Filter the records, keeping every line that has the string "card".

Dataset entries:
+---+

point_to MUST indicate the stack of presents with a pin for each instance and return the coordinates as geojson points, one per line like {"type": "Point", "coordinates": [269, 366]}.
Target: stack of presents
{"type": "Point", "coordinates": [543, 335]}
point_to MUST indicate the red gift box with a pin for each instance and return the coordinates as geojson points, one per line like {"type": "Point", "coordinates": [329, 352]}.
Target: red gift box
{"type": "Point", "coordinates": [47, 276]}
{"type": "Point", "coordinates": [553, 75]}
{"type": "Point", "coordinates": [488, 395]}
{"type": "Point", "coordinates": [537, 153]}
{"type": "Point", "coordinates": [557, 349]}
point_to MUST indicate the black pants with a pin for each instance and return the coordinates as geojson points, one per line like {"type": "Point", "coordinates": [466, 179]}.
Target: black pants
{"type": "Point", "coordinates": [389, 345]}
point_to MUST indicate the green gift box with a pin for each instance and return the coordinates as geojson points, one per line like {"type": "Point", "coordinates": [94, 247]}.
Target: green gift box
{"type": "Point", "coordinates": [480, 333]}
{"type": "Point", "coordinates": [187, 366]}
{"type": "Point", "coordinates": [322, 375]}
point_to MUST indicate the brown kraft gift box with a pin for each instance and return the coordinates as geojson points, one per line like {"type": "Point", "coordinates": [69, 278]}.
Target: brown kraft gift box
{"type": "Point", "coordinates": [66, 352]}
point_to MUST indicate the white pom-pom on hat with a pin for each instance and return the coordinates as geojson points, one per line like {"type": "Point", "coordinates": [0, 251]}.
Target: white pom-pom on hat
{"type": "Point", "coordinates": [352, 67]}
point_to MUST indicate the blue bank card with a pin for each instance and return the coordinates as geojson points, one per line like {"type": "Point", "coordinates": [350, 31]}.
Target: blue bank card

+---+

### Result for this task
point_to MUST indicate the blue bank card with a pin for each instance and return the coordinates as geojson points, one per line like {"type": "Point", "coordinates": [350, 31]}.
Target: blue bank card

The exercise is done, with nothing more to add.